Data under study:
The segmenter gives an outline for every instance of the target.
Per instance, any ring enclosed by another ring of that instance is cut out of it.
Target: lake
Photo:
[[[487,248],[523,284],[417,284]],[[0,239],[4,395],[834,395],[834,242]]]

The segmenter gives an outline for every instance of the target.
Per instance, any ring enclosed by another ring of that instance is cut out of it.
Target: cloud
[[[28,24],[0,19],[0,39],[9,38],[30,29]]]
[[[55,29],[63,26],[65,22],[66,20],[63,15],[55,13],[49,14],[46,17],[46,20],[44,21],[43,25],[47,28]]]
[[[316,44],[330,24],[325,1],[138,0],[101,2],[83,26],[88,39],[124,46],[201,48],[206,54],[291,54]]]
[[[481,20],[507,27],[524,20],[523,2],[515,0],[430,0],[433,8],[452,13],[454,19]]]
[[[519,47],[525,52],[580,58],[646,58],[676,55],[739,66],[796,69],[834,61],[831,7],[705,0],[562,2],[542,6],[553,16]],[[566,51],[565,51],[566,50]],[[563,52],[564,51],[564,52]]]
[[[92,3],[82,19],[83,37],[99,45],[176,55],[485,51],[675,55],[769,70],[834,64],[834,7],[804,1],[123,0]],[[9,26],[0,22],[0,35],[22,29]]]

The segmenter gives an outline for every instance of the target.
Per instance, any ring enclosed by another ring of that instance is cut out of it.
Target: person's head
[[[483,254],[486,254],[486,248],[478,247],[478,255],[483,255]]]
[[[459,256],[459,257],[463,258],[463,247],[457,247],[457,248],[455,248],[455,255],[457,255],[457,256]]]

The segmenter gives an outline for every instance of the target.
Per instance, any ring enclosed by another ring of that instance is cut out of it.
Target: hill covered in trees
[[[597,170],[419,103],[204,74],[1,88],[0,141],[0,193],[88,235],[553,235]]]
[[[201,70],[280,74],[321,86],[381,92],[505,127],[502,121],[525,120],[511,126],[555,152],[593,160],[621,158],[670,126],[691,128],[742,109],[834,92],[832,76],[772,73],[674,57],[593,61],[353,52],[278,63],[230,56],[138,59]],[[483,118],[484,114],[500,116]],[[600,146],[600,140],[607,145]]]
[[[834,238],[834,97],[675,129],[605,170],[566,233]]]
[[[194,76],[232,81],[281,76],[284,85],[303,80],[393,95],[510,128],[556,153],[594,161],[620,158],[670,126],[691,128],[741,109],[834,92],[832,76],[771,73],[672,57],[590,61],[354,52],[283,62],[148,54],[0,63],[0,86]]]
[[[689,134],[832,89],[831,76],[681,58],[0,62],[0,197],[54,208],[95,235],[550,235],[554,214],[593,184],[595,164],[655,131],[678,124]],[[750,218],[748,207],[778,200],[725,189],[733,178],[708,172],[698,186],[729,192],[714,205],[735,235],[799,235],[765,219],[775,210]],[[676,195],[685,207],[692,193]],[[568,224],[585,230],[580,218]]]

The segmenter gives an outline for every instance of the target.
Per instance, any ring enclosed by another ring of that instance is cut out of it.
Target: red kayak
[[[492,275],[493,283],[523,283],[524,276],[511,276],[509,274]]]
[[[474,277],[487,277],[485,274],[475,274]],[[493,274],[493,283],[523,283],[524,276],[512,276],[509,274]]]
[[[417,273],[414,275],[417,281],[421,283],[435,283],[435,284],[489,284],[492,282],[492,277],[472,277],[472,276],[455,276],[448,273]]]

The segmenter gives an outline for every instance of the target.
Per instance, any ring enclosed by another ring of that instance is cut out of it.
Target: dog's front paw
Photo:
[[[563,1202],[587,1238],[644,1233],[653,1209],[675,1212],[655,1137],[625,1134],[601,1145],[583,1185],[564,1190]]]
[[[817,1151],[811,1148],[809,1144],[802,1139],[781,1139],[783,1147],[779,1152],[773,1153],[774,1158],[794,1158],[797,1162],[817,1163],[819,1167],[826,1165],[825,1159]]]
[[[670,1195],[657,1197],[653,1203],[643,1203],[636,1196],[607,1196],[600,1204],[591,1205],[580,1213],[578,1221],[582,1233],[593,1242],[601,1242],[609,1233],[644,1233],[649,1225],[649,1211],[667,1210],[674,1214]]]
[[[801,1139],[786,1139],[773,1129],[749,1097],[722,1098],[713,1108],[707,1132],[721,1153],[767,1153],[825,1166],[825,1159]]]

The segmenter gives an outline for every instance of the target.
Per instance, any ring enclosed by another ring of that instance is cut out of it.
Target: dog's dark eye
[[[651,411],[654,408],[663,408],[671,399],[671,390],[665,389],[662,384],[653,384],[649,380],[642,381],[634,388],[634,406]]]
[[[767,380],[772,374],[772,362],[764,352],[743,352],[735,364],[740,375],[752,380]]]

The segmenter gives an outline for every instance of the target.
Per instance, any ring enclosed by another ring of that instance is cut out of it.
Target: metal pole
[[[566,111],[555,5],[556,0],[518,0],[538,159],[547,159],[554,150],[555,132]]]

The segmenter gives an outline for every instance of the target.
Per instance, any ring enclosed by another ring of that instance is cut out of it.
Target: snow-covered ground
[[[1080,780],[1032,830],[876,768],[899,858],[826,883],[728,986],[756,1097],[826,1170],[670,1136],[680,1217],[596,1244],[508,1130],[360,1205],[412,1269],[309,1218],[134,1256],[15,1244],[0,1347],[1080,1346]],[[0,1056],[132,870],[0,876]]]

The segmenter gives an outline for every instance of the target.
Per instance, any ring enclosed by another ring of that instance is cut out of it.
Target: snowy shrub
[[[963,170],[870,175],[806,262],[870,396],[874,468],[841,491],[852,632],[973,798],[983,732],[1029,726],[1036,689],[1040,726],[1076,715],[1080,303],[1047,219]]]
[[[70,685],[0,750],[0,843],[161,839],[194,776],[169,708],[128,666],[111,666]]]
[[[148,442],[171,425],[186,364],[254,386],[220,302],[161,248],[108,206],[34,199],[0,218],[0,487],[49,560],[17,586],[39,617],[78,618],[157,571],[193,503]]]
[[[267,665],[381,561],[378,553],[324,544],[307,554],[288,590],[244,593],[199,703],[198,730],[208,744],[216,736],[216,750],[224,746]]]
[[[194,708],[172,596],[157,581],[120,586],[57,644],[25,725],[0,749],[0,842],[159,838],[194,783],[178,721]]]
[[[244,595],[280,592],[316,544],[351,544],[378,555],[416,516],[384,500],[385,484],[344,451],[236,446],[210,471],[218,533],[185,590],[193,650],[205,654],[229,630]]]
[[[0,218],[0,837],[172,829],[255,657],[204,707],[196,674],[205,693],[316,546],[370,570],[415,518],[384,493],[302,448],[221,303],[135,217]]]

Task requirements: Output every record exactly as written, with nothing dropped.

Task answer:
The segmenter gives an outline for every instance of the target.
Per instance, any ring enclosed by another ring of that instance is cut out of it.
Target: lake
Photo:
[[[487,248],[523,284],[417,284]],[[0,239],[4,395],[834,395],[834,242]]]

The segmenter gives an outline for every instance of the target.
Per instance, any ring enclosed by another ring of that instance is cut out of it.
Target: cloud
[[[28,24],[0,19],[0,39],[9,38],[30,29]]]
[[[55,29],[63,26],[65,22],[66,20],[63,15],[55,13],[49,14],[46,17],[46,20],[44,21],[43,25],[47,28]]]
[[[316,44],[330,24],[325,1],[138,0],[101,2],[83,26],[88,39],[124,46],[201,48],[206,54],[291,54]]]
[[[481,20],[507,27],[524,20],[523,2],[515,0],[430,0],[433,8],[452,13],[454,19]]]
[[[519,47],[525,52],[580,58],[646,58],[676,55],[739,66],[796,69],[834,61],[831,7],[705,0],[562,2],[542,6],[553,16]],[[566,51],[565,51],[566,50]],[[563,52],[564,51],[564,52]]]
[[[92,3],[82,19],[83,37],[99,45],[176,55],[485,51],[675,55],[769,70],[834,64],[834,7],[804,1],[123,0]],[[9,26],[0,22],[0,35],[22,29]]]

The segmenter gives an outline for every instance of the target.
Per instance, any ring enclosed by another ring of that instance is cut out of it.
Target: person's head
[[[483,254],[486,254],[486,248],[478,247],[478,255],[483,255]]]
[[[459,256],[459,257],[463,258],[463,247],[457,247],[457,248],[455,248],[455,255],[457,255],[457,256]]]

The segmenter gives an outline for every instance of the target.
Per instance, any ring enclosed by another ring of that instance is cut out of it.
Target: hill covered in trees
[[[597,170],[419,103],[204,74],[1,88],[0,141],[0,193],[88,235],[553,235]]]
[[[201,70],[280,74],[321,86],[381,92],[505,127],[502,121],[525,120],[511,126],[555,152],[593,160],[621,158],[670,126],[691,128],[742,109],[834,92],[832,76],[772,73],[674,57],[593,61],[353,52],[278,63],[230,56],[138,59]],[[483,118],[484,114],[500,116]],[[600,146],[600,140],[607,145]]]
[[[834,238],[834,97],[675,129],[605,170],[566,233]]]
[[[194,76],[232,81],[281,76],[284,85],[303,80],[393,95],[510,128],[556,153],[594,161],[620,158],[670,126],[691,128],[741,109],[834,92],[832,76],[771,73],[672,57],[590,61],[354,52],[283,62],[148,54],[0,63],[0,86]]]
[[[689,134],[832,89],[831,76],[681,58],[0,62],[0,197],[54,208],[95,235],[550,235],[554,214],[593,184],[595,164],[655,131],[678,124]],[[750,218],[748,207],[778,200],[725,189],[733,178],[708,172],[698,186],[729,192],[714,205],[735,235],[799,235],[765,219],[775,210]],[[676,195],[685,207],[692,193]],[[568,224],[585,230],[580,218]]]

The segmenter gives an outline for every instance of the target.
Per instance, any ring enclosed by another ring of that instance is cut out of it.
Target: red kayak
[[[492,275],[493,283],[523,283],[524,276],[511,276],[509,274]]]
[[[474,277],[487,277],[485,274],[475,274]],[[493,274],[493,283],[523,283],[524,276],[512,276],[509,274]]]
[[[417,273],[414,275],[417,281],[421,283],[435,283],[435,284],[489,284],[492,282],[492,277],[472,277],[472,276],[455,276],[448,273]]]

The segmenter gives an outline for every instance of the target.
Per instance, any ring enclosed by another ring of that instance is cut out of it.
Target: dog's front paw
Photo:
[[[563,1202],[587,1238],[644,1233],[653,1209],[675,1212],[655,1137],[625,1134],[601,1145],[583,1185],[564,1190]]]
[[[817,1151],[811,1148],[809,1144],[802,1139],[781,1139],[783,1147],[779,1152],[773,1153],[774,1158],[794,1158],[797,1162],[817,1163],[819,1167],[826,1165],[825,1159]]]
[[[670,1195],[657,1197],[653,1203],[643,1203],[636,1196],[607,1196],[600,1204],[591,1205],[580,1213],[578,1221],[582,1233],[593,1242],[601,1242],[609,1233],[644,1233],[649,1225],[649,1211],[667,1210],[674,1214]]]
[[[801,1139],[786,1139],[773,1129],[749,1097],[722,1098],[713,1108],[707,1132],[721,1153],[767,1153],[825,1166],[825,1159]]]

The segmenter gives an outline for every instance of the target.
Per instance, any ring enclosed by another ring of that instance is cut out of it.
Target: dog's dark eye
[[[651,411],[654,408],[663,408],[671,399],[671,390],[665,389],[662,384],[653,384],[649,380],[642,381],[634,388],[634,406]]]
[[[767,380],[772,374],[772,362],[764,352],[743,352],[735,364],[740,375],[752,380]]]

The segmenter gives an outline for every instance of the target.
Per instance, any ring enclosed by another ring of that instance is cut out of it.
Target: metal pole
[[[566,111],[555,5],[556,0],[518,0],[538,159],[547,159],[554,150],[555,132]]]

The segmenter gives an outline for every instance of the target.
Per instance, any ring enclosed by another ring of that instance is cut out of it.
Target: snow-covered ground
[[[1080,780],[1032,830],[876,768],[899,858],[826,883],[728,986],[756,1097],[826,1170],[670,1136],[680,1217],[596,1244],[508,1130],[360,1205],[412,1269],[309,1218],[134,1256],[15,1244],[0,1347],[1080,1346]],[[0,1056],[132,870],[0,876]]]

The segmenter gives an outline for every instance of the target.
Per instance, any ring enclosed by another ring of that instance is cut out of it.
Target: snowy shrub
[[[963,170],[870,175],[806,262],[870,396],[874,468],[841,491],[852,632],[973,798],[983,732],[1029,726],[1036,689],[1040,726],[1076,715],[1080,303],[1047,219]]]
[[[70,685],[0,750],[0,843],[161,839],[194,776],[169,708],[128,666],[111,666]]]
[[[148,442],[171,425],[186,364],[254,386],[220,302],[161,248],[108,206],[34,199],[0,218],[0,487],[49,560],[17,586],[39,617],[78,618],[157,571],[193,503]]]
[[[267,665],[381,561],[378,553],[324,544],[307,554],[288,590],[244,593],[199,703],[198,730],[208,744],[216,736],[216,750],[224,746]]]
[[[194,708],[172,596],[157,581],[120,586],[57,644],[25,725],[0,749],[0,842],[159,838],[194,783],[178,721]]]
[[[244,595],[280,592],[316,544],[351,544],[378,555],[416,516],[384,500],[385,484],[344,451],[236,446],[210,471],[218,533],[185,590],[193,650],[205,654],[229,630]]]
[[[0,218],[0,837],[172,829],[255,657],[204,707],[196,674],[205,693],[316,546],[370,570],[415,518],[384,493],[302,448],[221,303],[135,217]]]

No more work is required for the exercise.